* [Excerpted data]

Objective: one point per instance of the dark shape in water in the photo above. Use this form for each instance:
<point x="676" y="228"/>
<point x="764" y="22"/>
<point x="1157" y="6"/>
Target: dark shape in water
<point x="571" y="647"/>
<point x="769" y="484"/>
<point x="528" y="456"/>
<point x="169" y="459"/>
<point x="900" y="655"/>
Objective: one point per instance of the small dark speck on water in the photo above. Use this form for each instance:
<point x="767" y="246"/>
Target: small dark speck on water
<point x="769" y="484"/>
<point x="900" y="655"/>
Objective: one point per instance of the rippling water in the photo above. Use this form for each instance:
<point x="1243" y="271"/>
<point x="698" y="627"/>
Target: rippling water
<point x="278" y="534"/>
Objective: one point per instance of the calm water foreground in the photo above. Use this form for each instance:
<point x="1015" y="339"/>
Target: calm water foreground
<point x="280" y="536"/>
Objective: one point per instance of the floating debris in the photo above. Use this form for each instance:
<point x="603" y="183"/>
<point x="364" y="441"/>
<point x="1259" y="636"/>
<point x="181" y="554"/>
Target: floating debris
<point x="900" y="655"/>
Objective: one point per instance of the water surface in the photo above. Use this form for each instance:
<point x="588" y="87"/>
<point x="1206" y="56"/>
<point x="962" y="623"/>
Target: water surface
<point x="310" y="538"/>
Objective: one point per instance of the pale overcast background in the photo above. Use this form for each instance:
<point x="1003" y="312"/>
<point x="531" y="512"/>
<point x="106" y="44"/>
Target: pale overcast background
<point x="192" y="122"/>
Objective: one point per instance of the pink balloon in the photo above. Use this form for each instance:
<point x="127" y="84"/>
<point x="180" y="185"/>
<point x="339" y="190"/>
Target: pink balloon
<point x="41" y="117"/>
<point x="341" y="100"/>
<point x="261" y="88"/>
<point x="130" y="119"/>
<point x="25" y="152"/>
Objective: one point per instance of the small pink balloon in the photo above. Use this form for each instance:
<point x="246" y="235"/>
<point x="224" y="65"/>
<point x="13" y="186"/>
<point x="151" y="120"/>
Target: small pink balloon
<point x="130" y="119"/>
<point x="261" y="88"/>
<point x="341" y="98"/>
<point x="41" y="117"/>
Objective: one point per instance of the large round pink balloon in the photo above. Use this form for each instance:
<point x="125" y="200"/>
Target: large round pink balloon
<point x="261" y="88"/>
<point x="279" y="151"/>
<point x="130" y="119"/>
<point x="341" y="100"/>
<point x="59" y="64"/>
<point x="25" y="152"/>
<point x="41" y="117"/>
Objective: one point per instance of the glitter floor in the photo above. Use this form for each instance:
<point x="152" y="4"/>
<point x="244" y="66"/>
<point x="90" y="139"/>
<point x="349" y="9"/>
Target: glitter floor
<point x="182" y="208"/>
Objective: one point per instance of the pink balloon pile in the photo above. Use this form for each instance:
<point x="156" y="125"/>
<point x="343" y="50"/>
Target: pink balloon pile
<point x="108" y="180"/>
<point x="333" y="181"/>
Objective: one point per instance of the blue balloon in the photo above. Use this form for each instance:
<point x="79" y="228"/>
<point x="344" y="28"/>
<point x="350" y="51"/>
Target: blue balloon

* [Task statement]
What is needed is every line of the records that contains the word "blue".

* [Result below]
Objective: one point per instance of the blue balloon in the photo above. Use this form for each instance:
Target: blue balloon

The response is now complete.